▶ _Instructions to follow_
Please output every record exactly, keeping each line as it is.

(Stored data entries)
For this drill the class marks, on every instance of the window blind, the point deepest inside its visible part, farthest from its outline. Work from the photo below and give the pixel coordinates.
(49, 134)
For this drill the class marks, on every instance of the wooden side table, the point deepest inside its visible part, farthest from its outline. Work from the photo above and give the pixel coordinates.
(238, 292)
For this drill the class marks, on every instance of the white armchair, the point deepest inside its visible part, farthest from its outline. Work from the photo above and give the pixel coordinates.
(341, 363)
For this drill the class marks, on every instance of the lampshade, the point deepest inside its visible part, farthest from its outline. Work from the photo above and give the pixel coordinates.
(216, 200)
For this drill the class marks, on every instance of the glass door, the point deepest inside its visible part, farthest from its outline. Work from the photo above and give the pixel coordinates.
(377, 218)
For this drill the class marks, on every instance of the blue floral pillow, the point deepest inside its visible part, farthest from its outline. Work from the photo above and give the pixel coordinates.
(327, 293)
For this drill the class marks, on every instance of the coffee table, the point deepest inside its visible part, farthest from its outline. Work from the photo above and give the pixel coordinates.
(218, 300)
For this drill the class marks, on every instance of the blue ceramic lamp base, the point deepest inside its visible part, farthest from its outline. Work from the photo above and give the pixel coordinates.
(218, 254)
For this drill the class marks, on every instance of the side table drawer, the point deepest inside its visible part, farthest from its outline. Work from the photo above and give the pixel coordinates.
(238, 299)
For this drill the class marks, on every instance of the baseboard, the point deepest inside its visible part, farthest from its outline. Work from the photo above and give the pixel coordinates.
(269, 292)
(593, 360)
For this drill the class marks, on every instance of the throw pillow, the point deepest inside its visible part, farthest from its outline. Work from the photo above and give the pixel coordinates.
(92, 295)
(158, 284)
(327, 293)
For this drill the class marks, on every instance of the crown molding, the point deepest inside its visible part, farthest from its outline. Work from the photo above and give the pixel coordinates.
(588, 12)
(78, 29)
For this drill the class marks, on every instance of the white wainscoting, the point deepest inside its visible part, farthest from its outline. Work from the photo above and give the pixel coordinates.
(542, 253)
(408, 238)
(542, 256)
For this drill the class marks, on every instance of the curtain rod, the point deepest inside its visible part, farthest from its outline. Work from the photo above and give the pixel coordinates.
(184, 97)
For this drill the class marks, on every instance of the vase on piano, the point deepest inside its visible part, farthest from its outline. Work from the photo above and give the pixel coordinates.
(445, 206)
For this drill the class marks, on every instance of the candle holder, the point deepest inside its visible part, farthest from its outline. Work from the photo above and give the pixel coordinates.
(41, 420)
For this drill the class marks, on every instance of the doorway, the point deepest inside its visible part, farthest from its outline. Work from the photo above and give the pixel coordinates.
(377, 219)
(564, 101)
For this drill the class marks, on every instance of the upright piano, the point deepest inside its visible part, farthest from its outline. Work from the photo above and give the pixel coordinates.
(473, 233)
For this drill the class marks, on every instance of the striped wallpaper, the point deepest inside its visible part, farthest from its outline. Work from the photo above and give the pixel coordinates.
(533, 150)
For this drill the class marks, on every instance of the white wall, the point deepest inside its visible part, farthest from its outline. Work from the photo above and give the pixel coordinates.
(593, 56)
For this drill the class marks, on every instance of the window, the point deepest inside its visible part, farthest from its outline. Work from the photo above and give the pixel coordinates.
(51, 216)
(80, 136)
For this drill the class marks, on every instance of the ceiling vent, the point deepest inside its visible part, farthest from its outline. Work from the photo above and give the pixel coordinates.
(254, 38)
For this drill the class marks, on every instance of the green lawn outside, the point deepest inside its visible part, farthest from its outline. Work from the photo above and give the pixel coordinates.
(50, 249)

▶ _Task response_
For this drill the class marks, on every instance of the window blind, the point deepest inside its visible part, farthest from its outline. Work from the photo below and give the pixel coordinates.
(49, 134)
For this drill the class marks, on every instance of the wooden side table, the point deepest inside its visible part, farthest from its outline. Work from the photo above and give the pixel coordinates.
(238, 292)
For this drill the class marks, on every instance of the white armchair, the point deepest inside its visible part, farthest from its outline. Work from the photo above and give the pixel coordinates.
(341, 363)
For this drill the class marks, on every instance of the lampshade, the point deepest inside its visible part, farthest from its outline. Work from the photo above and give the pixel coordinates.
(216, 200)
For this drill the class marks, on every instance of the glass door, the point deepest inside its visible part, farthest from its outline. Work from the photo above and give the pixel coordinates.
(377, 218)
For this drill the class marks, on every instance of the blue floral pillow, the point deepest inside its visible part, farthest from its outline. Work from the photo above and give the pixel coordinates.
(327, 293)
For this drill the class marks, on every instance of the coffee table, the point deepest inside its visible part, farthest from its outline. Work from the photo above and give the pixel coordinates.
(218, 300)
For this drill the class marks, on every instance of the blue ceramic lamp base, the point deepest inside its visible part, farthest from its outline. Work from the photo above and give the pixel coordinates.
(218, 254)
For this drill the class marks, on every instance of the side table drawer, the point deepest inside its visible part, farthest from its outline. Work from the photo above and give the pixel coordinates.
(238, 299)
For this drill the class marks, on every instance of the baseboard, the point deepest inside its visible part, farthest from its outline. Work from the photo above and give the pixel coordinates.
(269, 292)
(593, 360)
For this drill the class marks, on every instance of the throw pillow, the point deepest inside its visible part, farthest from its outline. Work from the photo above and give the pixel coordinates.
(92, 295)
(158, 284)
(327, 293)
For this drill the class marks, on every instance of the crown molding, the point deepest inside its visible part, farthest from its outline. Work from the photo above and give the pixel coordinates.
(588, 12)
(78, 29)
For this drill the class marks, on every instance of the white wainscoting, the point deepest inside its visible part, farthest from its outline. Work from the photo above and give the pixel coordinates.
(542, 253)
(408, 238)
(542, 256)
For this drill the class marks, on every instance of the curtain rod, the point deepest inside its visible part, farthest from its outline. Work from the photo above and give the pixel coordinates.
(184, 97)
For this drill the class marks, on every instance of the vase on piano, the point deepest inside its visible part, farthest from its outline. Work from the photo above and give the pixel coordinates.
(445, 206)
For this drill the class marks, on every instance of the candle holder, the point deepest inside its visible part, farthest from its outline. Work from the photo above and give the pixel coordinates.
(41, 420)
For this drill the class marks, on every instance of the doorway, the point deepest inside its visible part, farthest from its outline. Work from the photo above and give the pixel coordinates.
(377, 219)
(564, 101)
For this drill the class marks, on every instance of the upright piano, the point deepest inside its visible part, farthest from its outline. Work from the photo above and give the pixel coordinates.
(473, 233)
For this drill the class marks, on every instance of the striped wallpaper, the point deepest inside its visible part, farthest from its outline. Work from the photo above and give the pixel coordinates.
(533, 150)
For this drill the class marks, on every instance of the white wall, the point deepest inside its visible part, farthest from its outline. Work from the photo above and give the pixel coordinates.
(593, 56)
For this drill the class marks, on every instance of the window, the point deepest inside its visible part, farthest from its outline. Work from the photo above and give the pixel coordinates.
(51, 216)
(80, 136)
For this drill the class marks, on every instance of the ceiling vent, the point deepest inside its visible part, farthest from its outline. Work from the photo above and give the pixel coordinates.
(254, 38)
For this drill the class marks, on every instance of the green lawn outside, the point deepest inside its visible part, farthest from its outline. Work from the photo above and give the pixel coordinates.
(50, 249)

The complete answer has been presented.